À FAIRE —
(a) Dans la lettre au ministre, que paient Domingo et sa famille ? Énumérez chaque dépense mentionnée.
(b) D'après la lettre au ministre, où l'auteur a-t-il rencontré Domingo ?
(c) Poursuivez la lettre au ministre après sa dernière phrase.

TEXTE À LIRE —
···

Jason Kenney
Ministre de la Citoyenneté, de
l’Immigration et du Multiculturalisme
Gouvernement du Canada
Monsieur,
Ce soir, je suis allé dire au revoir à mon ami Domingo. Dimanche, lui,
sa femme et leurs deux enfants, seront explusés du Canada en direction du
Mexique. Les gens de votre ministère ont décrété qu’ils ne répondaient pas aux
critères du statut de réfugiés, qu’ils ont demandé à leur arrivée.
Domingo et sa famille sont arrivés à Montréal, il y a six ans et demi.
Trois semaines après leur arrivée, les parents avaient trouvé du travail.
Depuis, ils sont des citoyens à part entière. Ils paient des taxes et des
impôts, en plus de leur loyer, des études des enfants et de la vie courante.
J’ai rencontré Domingo dans des cours de français langue seconde, au
Cegep Maisonneuve. Vingt cours de trois heures chacun, étalés sur six mois, le
samedi après-midi. Domingo n’en a raté aucun. Un homme sympathique,
charismatique, un baromètre de la bonne humeur. Il était le centre d’attraction
du cours, souvent au coeur des débats, qu’il baragouinait dans un français de
plus en plus précis.

···

DONNÉES FOURNIES —
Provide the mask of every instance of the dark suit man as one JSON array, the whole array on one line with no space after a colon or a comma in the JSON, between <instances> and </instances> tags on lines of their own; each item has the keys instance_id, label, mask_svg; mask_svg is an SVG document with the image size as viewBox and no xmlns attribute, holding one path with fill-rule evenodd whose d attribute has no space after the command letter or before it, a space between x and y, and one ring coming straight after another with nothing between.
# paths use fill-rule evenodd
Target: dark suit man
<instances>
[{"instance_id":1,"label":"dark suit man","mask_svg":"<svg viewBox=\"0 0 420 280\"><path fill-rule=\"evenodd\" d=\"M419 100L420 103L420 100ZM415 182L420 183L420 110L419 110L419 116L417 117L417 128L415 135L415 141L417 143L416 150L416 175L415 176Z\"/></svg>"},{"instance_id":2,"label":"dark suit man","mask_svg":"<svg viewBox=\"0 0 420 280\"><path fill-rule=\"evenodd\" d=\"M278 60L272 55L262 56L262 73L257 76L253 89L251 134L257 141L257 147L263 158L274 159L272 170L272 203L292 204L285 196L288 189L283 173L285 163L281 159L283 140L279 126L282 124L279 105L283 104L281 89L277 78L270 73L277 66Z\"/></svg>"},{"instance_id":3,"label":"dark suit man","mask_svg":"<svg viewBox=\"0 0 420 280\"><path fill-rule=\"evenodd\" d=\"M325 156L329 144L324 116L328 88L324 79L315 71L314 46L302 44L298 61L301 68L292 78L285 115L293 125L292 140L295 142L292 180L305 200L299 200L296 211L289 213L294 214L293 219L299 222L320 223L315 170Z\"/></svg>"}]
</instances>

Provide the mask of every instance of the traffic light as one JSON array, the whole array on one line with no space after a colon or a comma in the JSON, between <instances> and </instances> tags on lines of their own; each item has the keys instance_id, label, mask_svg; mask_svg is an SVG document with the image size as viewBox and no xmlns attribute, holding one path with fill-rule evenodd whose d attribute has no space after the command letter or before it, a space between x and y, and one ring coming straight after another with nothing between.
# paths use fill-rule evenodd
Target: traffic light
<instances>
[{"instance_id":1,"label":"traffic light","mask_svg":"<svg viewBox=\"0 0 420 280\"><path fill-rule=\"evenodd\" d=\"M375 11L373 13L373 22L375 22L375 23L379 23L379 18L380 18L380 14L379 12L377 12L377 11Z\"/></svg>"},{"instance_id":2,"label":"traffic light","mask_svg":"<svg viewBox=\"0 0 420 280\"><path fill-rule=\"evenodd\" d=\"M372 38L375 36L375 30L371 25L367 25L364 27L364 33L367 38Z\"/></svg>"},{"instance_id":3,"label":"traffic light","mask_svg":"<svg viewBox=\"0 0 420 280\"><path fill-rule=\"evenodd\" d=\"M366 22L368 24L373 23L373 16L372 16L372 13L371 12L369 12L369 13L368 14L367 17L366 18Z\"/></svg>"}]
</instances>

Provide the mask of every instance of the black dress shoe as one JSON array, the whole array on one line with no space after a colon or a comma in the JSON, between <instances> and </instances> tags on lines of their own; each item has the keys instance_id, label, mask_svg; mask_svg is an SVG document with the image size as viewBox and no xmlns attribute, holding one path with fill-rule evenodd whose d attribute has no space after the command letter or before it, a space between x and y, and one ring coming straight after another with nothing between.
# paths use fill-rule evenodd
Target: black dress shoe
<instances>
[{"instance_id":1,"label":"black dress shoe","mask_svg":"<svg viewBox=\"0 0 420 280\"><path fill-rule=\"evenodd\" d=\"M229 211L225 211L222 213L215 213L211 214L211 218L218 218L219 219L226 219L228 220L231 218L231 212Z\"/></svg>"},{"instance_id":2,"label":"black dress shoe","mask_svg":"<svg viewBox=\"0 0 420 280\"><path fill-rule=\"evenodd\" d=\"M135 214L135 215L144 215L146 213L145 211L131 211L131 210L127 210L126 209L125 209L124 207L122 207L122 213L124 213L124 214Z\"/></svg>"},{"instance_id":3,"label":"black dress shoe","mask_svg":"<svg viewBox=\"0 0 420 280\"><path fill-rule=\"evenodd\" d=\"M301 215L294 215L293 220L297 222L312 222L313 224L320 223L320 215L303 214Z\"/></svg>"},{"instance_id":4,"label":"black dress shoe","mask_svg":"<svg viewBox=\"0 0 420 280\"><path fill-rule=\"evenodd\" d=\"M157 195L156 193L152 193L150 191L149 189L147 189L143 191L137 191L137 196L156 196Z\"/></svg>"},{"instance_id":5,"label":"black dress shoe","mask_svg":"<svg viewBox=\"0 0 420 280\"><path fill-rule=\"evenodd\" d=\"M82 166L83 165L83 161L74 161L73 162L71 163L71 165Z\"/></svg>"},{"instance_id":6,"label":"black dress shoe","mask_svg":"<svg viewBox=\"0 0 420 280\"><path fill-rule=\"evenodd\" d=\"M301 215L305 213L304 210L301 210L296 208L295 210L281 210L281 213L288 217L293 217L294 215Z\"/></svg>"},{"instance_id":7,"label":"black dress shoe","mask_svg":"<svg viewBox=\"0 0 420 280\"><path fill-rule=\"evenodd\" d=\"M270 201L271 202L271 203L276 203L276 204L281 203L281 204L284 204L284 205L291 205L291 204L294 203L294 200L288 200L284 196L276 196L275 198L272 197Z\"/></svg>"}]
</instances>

···

CORRIGÉ —
(a)
des taxes
des impôts
leur loyer
les études des enfants
la vie courante

(b) Dans des cours de français langue seconde, au Cegep Maisonneuve.

(c)
Je lui ai raconté la Révolution tranquille, la nationalisation de
l’électricité, la création du ministère de l’Éducation, les régions du Québec,
Félix Leclerc, Raymond Lévesque, Mes aïeux, Richard Desjardins, Claude
Léveillée, Norman McLaren, les systèmes parlementaires canadien et québécois, alouette.
Je ne les nommerai pas tous, vous les connaissez sûrement. Lorsque Domingo a
terminé le cours, son français avait pris un sens culturel et historique.
Il y a deux façons de juger les hommes, sur papier et dans la vie. Les
gens de votre ministère sont des champions du papier.
Cet après-midi, avant que Domingo ne quitte l’usine où il travaillait, les
collègues ont servi un grand gâteau. Alors qu’il s’attendait à une ambiance de
fête, les collègues pleuraient, la bouche pleine de crémage. Et je ne vous
parle pas des lettres de références de ses employeurs, aux bons soins des gens
de votre ministère. Un patron qui parle ainsi d’un employé veut faire
comprendre au fonctionnaire que, derrière le papier, se cache un homme de valeur.
Dois-je le dire? Domingo est un gars aimé. La qualité des hommes se mesure aussi
à la peine de leur entourage.
Ce soir, l’entourage venait de partout, du Mexique, de la Colombie, de
Cuba, du Vénézuela, de Côte d’Ivoire, d’Haïti. Domingo était souriant, dans sa
chemise fraîchement repassée, les cheveux coupés et ses souliers vernis comme
des miroirs. Il blaguait avec les uns et les autres, se laissait prendre en
photo. Je lui ai écrit un mot sur une photo de nous deux. Domingo, lorsque tu
reviendras chez nous, tu seras chez toi.
Lorsque Domingo et les siens quitteront dimanche matin, il n’y aura plus
un meuble dans leur appartement. Vous n’en aurez pas besoin, vous pourrez
manger par terre, tellement ils ont laissé l’endroit propre.